Wednesday, 12 June 2024

Cameron's Conservative Counter-Coup - Part 1 of 3

History may not repeat itself, but it rhymes. Twelve years ago, I predicted, and explained, the coming petty-bourgeois coup, against Cameron, inside the Conservative Party, and its figurehead, Boris Johnson. The coup was achieved by Johnson becoming the head of the Brexit faction inside the party, even though he didn't believe all of the Brexit nonsense, himself. The conservative, social-democratic majority, inside the parliamentary party, still held him at bay for a while, as they installed May, but the contradictions were such that she could only be an interlude. But, at the D-Day celebrations over the weekend, everyone asked how could Sunak have got it so wrong? The question they should ask is who advised him, and look who was standing, in his place, alongside the world leaders – Foreign Secretary David Cameron.

· · ·

**Exercise instructions**
a: Summarize the post on Cameron's Conservative counter-coup in two sentences.
b: Extract the passage of the post from "Wednesday, 12 June" up to and including "Secretary David Cameron.".
The records are separate material, unrelated to the post on Cameron's counter-coup.

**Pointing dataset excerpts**
· · ·

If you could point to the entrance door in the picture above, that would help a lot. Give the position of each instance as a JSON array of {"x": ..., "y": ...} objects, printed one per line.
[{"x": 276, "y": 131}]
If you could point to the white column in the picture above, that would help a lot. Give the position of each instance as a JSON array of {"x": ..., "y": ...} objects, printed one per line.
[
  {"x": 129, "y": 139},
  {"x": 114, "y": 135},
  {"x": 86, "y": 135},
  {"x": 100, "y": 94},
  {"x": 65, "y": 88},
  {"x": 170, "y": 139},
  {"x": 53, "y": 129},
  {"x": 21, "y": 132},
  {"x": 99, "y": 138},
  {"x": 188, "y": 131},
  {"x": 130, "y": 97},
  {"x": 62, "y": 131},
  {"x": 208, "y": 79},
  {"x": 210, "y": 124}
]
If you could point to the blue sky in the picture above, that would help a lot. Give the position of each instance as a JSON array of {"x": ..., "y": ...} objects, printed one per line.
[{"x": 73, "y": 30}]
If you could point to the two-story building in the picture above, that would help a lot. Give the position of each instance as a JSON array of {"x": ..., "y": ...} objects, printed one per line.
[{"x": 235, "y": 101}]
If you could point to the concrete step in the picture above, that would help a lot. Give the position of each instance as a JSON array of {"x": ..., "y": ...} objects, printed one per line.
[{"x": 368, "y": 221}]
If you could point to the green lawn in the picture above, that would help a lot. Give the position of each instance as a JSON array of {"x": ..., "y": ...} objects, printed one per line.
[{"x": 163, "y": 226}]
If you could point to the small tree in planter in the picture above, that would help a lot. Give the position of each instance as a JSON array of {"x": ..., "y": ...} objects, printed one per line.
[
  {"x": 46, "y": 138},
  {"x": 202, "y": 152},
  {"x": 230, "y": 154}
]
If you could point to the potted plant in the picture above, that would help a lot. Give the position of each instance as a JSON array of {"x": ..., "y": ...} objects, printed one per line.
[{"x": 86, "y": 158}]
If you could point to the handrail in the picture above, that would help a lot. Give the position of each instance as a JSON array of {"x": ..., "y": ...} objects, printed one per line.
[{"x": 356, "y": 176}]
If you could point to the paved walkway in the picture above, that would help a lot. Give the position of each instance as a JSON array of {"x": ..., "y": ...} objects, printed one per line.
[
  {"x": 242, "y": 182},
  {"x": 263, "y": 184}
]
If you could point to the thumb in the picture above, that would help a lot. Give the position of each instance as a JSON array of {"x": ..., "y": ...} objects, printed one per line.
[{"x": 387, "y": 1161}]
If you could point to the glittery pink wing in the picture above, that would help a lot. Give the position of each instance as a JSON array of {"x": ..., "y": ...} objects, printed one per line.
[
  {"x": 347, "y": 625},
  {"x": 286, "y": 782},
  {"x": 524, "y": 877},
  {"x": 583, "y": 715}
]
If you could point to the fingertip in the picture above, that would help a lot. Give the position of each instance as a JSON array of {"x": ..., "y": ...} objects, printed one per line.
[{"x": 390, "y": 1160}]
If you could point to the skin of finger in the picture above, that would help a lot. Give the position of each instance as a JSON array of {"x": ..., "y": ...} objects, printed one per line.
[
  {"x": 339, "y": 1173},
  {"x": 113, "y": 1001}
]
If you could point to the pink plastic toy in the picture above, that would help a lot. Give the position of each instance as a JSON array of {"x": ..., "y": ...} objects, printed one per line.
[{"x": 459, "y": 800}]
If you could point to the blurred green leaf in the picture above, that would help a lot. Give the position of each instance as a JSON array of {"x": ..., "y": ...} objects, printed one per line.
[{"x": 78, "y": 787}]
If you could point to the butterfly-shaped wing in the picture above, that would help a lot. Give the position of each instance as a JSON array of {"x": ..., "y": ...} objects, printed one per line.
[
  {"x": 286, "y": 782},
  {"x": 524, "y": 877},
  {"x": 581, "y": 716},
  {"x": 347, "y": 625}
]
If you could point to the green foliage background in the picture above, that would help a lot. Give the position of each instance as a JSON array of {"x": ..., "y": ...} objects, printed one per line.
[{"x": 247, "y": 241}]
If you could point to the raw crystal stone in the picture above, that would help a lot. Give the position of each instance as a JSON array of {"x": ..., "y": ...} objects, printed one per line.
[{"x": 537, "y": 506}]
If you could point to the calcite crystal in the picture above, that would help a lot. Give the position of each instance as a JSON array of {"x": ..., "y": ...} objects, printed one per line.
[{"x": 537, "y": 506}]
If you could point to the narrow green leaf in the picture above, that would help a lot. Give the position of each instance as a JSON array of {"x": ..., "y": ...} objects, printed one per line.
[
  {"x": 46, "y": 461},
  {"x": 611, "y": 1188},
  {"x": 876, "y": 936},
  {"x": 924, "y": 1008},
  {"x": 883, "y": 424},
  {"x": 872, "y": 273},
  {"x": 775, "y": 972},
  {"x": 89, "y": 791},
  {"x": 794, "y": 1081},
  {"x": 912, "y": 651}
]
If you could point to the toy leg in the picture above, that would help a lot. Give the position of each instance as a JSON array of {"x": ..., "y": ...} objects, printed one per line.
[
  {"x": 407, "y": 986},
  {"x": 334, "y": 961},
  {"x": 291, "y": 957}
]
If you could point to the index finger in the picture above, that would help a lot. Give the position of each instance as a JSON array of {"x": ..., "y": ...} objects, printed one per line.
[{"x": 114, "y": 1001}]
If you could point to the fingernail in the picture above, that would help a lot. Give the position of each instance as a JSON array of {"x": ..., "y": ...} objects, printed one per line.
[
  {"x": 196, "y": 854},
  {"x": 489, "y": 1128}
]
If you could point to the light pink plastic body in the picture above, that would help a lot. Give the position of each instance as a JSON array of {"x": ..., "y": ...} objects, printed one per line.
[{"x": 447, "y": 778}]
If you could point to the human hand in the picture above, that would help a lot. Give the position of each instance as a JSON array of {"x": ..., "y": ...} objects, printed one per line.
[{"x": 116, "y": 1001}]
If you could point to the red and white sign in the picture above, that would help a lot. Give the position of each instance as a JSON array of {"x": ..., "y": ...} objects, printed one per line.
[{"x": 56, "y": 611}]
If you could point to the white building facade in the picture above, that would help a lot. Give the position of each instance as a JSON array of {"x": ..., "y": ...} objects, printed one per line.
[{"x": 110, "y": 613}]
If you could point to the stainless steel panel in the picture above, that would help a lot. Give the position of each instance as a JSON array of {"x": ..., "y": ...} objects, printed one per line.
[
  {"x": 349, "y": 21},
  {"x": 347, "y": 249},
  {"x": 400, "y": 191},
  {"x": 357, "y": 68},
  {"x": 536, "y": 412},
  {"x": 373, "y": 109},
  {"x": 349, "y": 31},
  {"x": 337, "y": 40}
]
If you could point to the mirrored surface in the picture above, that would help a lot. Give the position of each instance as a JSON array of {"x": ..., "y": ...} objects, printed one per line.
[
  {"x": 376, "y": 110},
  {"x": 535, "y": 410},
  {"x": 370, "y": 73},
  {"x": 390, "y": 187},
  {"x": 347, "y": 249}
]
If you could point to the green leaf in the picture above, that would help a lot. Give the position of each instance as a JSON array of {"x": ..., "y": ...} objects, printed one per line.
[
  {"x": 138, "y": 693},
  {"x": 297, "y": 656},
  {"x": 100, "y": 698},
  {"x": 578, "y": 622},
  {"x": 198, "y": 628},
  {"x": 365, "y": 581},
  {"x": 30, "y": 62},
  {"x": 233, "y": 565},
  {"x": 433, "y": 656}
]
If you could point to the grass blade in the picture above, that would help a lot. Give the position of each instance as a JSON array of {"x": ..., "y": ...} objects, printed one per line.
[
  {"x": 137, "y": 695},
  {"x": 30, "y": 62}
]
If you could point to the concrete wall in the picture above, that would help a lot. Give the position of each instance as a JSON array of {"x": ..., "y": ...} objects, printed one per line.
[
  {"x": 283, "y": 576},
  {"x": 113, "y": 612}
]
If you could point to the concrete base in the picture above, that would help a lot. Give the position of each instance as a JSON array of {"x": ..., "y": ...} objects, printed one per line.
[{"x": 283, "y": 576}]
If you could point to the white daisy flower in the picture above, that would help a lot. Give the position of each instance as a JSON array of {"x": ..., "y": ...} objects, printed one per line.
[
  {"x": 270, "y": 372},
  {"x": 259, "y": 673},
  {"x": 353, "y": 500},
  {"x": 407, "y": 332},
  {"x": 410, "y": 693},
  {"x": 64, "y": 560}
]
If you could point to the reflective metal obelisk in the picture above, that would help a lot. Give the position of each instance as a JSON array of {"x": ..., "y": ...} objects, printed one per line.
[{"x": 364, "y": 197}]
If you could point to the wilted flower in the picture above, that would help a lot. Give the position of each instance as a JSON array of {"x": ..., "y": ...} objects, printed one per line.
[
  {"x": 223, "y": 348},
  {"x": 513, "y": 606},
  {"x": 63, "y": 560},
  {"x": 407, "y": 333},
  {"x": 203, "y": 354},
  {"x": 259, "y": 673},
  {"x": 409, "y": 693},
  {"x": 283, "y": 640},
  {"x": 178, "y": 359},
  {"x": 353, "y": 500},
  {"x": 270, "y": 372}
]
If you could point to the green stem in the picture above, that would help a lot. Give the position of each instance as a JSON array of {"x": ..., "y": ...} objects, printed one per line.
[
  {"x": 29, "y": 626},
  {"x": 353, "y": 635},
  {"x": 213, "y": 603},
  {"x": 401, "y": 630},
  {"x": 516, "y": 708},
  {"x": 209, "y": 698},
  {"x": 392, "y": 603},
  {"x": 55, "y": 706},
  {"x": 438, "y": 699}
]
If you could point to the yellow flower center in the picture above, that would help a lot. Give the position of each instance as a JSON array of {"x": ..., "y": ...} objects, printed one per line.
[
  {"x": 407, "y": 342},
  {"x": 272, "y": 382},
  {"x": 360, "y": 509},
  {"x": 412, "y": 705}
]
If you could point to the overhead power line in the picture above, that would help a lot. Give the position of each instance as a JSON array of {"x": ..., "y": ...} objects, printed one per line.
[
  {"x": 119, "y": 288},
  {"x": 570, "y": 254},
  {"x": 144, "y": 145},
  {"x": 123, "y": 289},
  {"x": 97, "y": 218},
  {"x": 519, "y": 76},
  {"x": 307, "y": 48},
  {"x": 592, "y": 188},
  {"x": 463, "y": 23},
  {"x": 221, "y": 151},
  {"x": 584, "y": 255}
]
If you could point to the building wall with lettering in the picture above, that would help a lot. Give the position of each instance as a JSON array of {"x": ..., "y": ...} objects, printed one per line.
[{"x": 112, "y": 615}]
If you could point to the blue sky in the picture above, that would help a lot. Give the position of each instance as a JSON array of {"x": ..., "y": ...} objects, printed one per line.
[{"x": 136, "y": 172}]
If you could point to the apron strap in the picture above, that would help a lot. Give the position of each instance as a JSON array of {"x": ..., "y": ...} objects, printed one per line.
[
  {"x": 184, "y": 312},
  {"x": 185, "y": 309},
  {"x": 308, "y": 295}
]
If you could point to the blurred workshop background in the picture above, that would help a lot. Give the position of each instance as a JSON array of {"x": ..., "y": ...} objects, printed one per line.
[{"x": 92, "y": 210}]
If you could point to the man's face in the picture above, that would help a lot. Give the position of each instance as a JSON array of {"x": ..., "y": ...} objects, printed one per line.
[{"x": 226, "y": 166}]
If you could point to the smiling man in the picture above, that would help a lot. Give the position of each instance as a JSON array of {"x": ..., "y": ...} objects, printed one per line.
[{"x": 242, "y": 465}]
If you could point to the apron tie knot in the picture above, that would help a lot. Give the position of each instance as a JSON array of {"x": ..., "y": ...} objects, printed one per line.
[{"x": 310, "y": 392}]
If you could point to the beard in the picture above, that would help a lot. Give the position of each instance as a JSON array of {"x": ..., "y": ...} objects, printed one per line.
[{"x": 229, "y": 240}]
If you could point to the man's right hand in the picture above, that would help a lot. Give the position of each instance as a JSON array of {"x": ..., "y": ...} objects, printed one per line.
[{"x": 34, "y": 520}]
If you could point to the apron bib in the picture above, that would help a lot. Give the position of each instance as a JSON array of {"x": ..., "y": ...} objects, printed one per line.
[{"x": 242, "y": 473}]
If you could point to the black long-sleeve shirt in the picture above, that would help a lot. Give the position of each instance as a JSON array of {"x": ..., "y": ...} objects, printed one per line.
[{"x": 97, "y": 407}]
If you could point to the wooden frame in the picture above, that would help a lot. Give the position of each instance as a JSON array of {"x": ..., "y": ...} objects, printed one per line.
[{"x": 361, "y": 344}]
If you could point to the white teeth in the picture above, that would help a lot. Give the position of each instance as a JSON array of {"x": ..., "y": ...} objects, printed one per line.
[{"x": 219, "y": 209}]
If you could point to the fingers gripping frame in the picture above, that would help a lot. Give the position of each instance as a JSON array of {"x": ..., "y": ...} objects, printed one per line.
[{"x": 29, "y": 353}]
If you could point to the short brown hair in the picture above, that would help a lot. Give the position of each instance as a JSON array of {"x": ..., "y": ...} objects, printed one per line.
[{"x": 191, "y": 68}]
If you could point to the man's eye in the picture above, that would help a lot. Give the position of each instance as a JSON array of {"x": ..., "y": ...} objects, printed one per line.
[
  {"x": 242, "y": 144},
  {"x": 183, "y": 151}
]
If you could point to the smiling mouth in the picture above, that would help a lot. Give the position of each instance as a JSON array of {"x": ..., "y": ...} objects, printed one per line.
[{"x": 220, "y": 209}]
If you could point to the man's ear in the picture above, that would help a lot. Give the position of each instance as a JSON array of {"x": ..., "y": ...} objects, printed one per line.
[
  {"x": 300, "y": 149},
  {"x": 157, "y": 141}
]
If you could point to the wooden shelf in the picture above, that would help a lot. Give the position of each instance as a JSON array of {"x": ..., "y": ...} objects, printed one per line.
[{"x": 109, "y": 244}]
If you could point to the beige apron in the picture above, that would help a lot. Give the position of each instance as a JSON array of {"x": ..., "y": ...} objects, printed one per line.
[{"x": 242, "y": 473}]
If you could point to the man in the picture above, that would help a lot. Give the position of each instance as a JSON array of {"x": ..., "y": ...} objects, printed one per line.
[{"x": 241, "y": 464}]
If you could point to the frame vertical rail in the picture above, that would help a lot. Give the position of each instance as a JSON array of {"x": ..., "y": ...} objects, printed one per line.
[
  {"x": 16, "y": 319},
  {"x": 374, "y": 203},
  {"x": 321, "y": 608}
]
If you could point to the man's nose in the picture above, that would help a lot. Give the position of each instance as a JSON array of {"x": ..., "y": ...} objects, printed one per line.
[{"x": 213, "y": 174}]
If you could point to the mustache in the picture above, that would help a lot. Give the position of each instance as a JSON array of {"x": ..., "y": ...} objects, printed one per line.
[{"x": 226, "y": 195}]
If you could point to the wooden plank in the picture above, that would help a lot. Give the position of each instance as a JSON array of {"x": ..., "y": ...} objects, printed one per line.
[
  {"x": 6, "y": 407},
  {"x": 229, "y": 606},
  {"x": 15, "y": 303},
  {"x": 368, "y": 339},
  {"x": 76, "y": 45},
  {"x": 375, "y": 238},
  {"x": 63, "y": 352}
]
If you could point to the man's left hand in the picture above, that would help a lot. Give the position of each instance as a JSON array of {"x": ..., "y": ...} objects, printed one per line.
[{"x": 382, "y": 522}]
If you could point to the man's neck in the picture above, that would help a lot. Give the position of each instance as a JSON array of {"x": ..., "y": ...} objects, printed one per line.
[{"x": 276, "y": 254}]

· · ·

**Final answers**
a: Twelve years earlier, the author predicted a petty-bourgeois coup against Cameron inside the Conservative Party, which succeeded when Boris Johnson became head of the party's Brexit faction, though the social-democratic majority in the parliamentary party held him off for a while by installing May. After the D-Day celebrations prompted people to ask how Sunak could have got it so wrong, the author argues that the real question is who advised him, and points to Foreign Secretary David Cameron, who stood in Sunak's place alongside the world leaders.

b:
Wednesday, 12 June 2024

Cameron's Conservative Counter-Coup - Part 1 of 3

History may not repeat itself, but it rhymes. Twelve years ago, I predicted, and explained, the coming petty-bourgeois coup, against Cameron, inside the Conservative Party, and its figurehead, Boris Johnson. The coup was achieved by Johnson becoming the head of the Brexit faction inside the party, even though he didn't believe all of the Brexit nonsense, himself. The conservative, social-democratic majority, inside the parliamentary party, still held him at bay for a while, as they installed May, but the contradictions were such that she could only be an interlude. But, at the D-Day celebrations over the weekend, everyone asked how could Sunak have got it so wrong? The question they should ask is who advised him, and look who was standing, in his place, alongside the world leaders – Foreign Secretary David Cameron.